The records that follow must be repeated exactly as they stand.

★ ★ ★

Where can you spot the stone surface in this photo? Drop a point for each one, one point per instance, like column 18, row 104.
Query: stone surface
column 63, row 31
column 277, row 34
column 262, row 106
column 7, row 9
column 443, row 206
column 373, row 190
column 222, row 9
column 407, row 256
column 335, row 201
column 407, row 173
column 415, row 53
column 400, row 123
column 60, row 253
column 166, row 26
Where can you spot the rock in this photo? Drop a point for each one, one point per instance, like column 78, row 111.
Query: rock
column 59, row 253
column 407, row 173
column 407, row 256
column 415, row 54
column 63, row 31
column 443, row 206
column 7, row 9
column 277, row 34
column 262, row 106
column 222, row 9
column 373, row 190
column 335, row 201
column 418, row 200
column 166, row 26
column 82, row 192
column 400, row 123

★ ★ ★

**Completed exercise**
Where can you spot the stone surface in this photo? Drop a point for each one, one point per instance, like column 18, row 104.
Query: stone surface
column 63, row 31
column 277, row 34
column 262, row 106
column 7, row 9
column 443, row 206
column 373, row 190
column 222, row 9
column 407, row 256
column 335, row 201
column 407, row 173
column 415, row 53
column 400, row 123
column 60, row 253
column 166, row 26
Where can you spot the rock in this photo? Drop a point for each one, one point per instance, like column 78, row 111.
Query: rock
column 59, row 253
column 407, row 173
column 407, row 256
column 415, row 54
column 63, row 31
column 443, row 206
column 7, row 9
column 277, row 34
column 262, row 106
column 222, row 9
column 373, row 190
column 335, row 201
column 418, row 200
column 166, row 26
column 82, row 192
column 400, row 123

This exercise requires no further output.